:: Supplied material ::

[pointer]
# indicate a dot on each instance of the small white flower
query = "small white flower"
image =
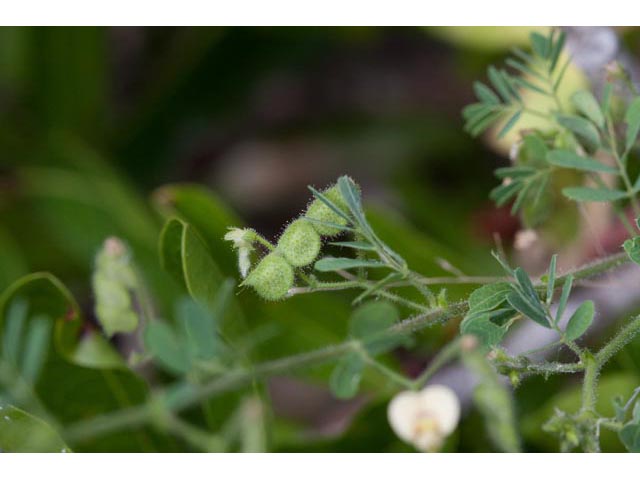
(242, 239)
(424, 418)
(525, 239)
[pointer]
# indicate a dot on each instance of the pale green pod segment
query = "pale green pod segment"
(271, 278)
(114, 282)
(318, 210)
(300, 243)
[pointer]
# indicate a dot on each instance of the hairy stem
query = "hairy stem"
(240, 377)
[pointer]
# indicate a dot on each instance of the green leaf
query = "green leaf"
(580, 320)
(35, 349)
(355, 245)
(346, 376)
(556, 51)
(515, 173)
(632, 247)
(540, 44)
(586, 104)
(489, 297)
(488, 333)
(569, 159)
(503, 193)
(370, 323)
(587, 194)
(632, 119)
(499, 83)
(564, 297)
(12, 335)
(551, 278)
(510, 124)
(584, 130)
(630, 437)
(200, 207)
(333, 264)
(522, 304)
(47, 297)
(199, 329)
(494, 401)
(184, 254)
(485, 94)
(22, 432)
(324, 199)
(372, 318)
(166, 347)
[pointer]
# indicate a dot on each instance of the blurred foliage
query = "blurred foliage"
(110, 132)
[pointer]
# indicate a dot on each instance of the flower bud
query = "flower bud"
(300, 243)
(318, 210)
(242, 239)
(271, 278)
(114, 282)
(424, 418)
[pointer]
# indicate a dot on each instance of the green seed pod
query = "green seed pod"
(300, 243)
(271, 278)
(114, 283)
(318, 210)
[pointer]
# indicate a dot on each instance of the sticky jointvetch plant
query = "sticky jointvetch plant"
(585, 155)
(114, 282)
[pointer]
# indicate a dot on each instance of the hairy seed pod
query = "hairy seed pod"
(318, 210)
(114, 283)
(300, 243)
(271, 278)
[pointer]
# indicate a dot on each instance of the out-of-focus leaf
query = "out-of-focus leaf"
(632, 119)
(569, 159)
(369, 324)
(185, 256)
(582, 128)
(489, 296)
(587, 194)
(495, 402)
(630, 436)
(488, 333)
(200, 207)
(580, 320)
(46, 295)
(586, 104)
(632, 247)
(346, 376)
(527, 308)
(569, 400)
(333, 264)
(12, 261)
(162, 342)
(22, 432)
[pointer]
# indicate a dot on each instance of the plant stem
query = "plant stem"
(590, 383)
(387, 372)
(448, 353)
(621, 167)
(624, 336)
(239, 377)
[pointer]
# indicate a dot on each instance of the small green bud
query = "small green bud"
(514, 377)
(242, 239)
(114, 282)
(271, 278)
(318, 210)
(300, 243)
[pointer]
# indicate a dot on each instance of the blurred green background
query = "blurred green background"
(100, 127)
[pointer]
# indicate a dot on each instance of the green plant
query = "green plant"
(197, 339)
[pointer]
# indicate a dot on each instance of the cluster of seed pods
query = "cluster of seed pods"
(298, 246)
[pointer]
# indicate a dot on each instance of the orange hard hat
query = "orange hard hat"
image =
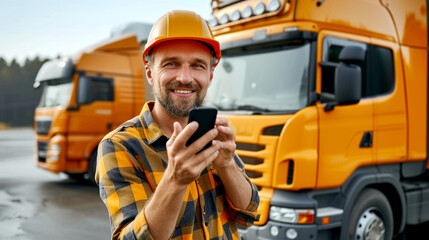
(180, 24)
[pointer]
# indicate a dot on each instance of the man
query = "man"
(154, 186)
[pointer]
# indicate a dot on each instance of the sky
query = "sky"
(48, 28)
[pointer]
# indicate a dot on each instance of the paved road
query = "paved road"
(36, 204)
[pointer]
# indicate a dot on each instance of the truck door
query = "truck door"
(93, 117)
(345, 132)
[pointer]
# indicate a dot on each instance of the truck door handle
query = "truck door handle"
(366, 140)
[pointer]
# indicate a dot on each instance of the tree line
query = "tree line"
(18, 98)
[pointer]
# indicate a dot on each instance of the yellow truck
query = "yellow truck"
(329, 103)
(86, 96)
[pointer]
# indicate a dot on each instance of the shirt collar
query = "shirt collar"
(151, 130)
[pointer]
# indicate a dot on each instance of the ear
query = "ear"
(211, 76)
(148, 71)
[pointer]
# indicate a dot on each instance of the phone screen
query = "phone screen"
(206, 118)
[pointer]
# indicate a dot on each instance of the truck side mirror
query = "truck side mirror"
(83, 96)
(348, 77)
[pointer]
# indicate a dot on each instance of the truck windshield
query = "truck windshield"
(262, 80)
(56, 92)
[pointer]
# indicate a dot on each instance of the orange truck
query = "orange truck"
(86, 96)
(329, 103)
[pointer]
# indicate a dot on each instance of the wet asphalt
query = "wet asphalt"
(36, 204)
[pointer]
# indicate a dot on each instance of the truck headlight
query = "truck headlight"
(289, 215)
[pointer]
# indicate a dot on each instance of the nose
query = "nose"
(184, 76)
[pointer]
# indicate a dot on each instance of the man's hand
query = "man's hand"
(184, 164)
(226, 141)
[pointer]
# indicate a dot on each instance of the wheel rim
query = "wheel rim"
(370, 226)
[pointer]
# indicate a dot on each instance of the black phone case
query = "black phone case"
(206, 118)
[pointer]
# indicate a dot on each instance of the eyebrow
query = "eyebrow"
(176, 59)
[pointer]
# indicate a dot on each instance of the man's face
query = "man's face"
(180, 74)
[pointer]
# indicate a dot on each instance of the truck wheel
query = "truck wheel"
(371, 217)
(92, 166)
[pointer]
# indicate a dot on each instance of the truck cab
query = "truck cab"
(84, 97)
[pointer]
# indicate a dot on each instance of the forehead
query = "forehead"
(182, 48)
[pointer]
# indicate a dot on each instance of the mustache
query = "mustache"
(176, 84)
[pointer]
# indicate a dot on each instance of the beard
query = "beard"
(181, 107)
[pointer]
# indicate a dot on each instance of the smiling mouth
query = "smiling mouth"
(183, 91)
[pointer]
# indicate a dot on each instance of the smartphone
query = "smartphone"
(206, 118)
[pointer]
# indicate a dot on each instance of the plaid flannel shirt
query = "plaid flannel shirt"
(131, 163)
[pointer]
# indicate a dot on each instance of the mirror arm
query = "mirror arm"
(330, 106)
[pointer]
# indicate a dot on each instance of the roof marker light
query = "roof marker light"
(236, 15)
(224, 19)
(259, 8)
(274, 5)
(247, 12)
(213, 22)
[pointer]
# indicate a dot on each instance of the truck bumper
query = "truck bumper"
(283, 230)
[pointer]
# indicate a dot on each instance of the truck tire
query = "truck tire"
(371, 217)
(92, 166)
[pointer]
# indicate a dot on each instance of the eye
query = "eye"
(199, 66)
(169, 64)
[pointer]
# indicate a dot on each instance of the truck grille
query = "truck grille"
(42, 149)
(43, 126)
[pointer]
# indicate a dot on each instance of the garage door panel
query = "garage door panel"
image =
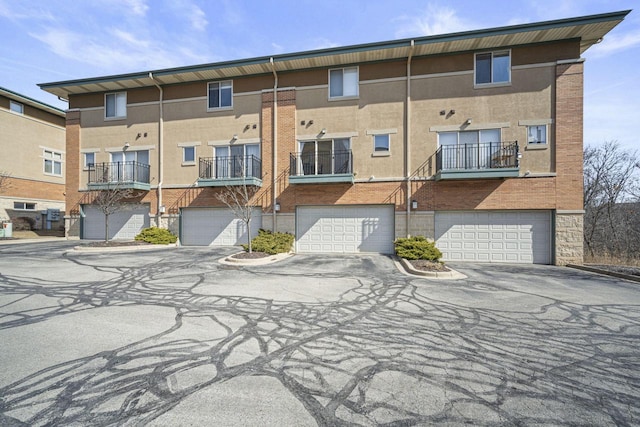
(514, 237)
(216, 227)
(345, 229)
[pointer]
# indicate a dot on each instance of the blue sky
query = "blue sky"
(52, 40)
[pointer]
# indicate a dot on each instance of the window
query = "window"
(325, 157)
(343, 82)
(24, 206)
(493, 67)
(188, 154)
(89, 160)
(115, 105)
(537, 134)
(220, 95)
(229, 161)
(52, 163)
(381, 143)
(16, 107)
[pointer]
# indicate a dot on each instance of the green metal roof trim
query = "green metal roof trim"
(64, 88)
(30, 101)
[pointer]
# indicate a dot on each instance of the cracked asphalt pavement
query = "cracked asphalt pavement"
(172, 337)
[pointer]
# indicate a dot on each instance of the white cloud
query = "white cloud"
(434, 20)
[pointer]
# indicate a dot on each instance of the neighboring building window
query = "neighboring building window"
(343, 82)
(115, 105)
(381, 143)
(188, 154)
(89, 160)
(220, 95)
(16, 107)
(230, 159)
(537, 134)
(52, 163)
(24, 206)
(493, 67)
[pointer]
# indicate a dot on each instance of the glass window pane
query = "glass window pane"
(483, 68)
(350, 82)
(381, 142)
(501, 65)
(335, 83)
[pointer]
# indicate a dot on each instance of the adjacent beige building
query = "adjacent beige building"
(472, 139)
(33, 161)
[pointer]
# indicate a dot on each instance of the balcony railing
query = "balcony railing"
(121, 174)
(323, 166)
(230, 170)
(481, 160)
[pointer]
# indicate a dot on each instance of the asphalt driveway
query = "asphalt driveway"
(175, 338)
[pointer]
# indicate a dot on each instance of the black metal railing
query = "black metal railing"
(486, 155)
(230, 167)
(118, 172)
(321, 163)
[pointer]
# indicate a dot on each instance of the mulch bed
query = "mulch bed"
(252, 255)
(424, 265)
(116, 244)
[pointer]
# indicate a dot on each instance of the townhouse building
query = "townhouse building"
(473, 139)
(32, 162)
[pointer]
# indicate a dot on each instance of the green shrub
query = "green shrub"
(271, 243)
(417, 247)
(156, 236)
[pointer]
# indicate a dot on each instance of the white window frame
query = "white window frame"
(535, 143)
(220, 106)
(343, 96)
(119, 115)
(16, 107)
(184, 157)
(86, 165)
(49, 156)
(491, 83)
(24, 206)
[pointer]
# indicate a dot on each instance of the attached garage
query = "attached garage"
(216, 227)
(123, 225)
(495, 236)
(345, 229)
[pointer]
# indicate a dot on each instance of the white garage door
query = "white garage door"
(345, 229)
(123, 225)
(216, 227)
(510, 237)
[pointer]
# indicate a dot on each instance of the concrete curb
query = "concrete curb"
(405, 266)
(605, 272)
(255, 261)
(134, 248)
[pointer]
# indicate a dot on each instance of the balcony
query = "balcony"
(477, 161)
(229, 171)
(321, 167)
(125, 175)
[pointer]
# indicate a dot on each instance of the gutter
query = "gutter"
(275, 144)
(407, 137)
(160, 207)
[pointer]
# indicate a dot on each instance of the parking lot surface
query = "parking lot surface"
(173, 337)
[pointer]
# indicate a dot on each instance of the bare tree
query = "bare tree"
(611, 200)
(112, 200)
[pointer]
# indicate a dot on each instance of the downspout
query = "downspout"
(275, 144)
(407, 136)
(160, 151)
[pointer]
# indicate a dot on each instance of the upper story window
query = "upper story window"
(343, 82)
(220, 95)
(115, 105)
(16, 107)
(537, 134)
(52, 162)
(493, 67)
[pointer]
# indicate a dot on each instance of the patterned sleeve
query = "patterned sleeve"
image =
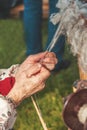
(7, 114)
(7, 111)
(7, 79)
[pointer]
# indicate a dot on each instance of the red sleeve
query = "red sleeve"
(6, 85)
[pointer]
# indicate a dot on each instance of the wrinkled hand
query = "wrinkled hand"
(31, 75)
(47, 59)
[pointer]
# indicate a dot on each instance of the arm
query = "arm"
(29, 79)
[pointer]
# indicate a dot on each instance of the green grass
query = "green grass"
(12, 51)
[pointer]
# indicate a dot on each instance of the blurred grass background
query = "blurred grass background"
(12, 51)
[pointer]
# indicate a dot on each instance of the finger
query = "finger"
(33, 70)
(43, 75)
(50, 54)
(50, 60)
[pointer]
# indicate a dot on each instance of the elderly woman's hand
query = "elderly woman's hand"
(31, 76)
(47, 59)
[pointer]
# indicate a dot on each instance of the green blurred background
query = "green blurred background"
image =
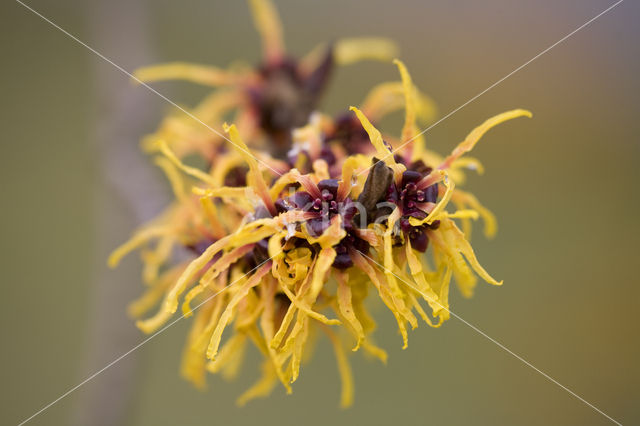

:::

§ Problem statement
Pick out every line of the entries above that contains the string "garage", matching case exactly, and copy each one.

§ Answer to this problem
# indicate a dot on each instance of the garage door panel
query = "garage door panel"
# indicate a dot on each instance of the attached garage
query = "attached garage"
# indicate a dot on each instance of the white garage door
query = "white garage door"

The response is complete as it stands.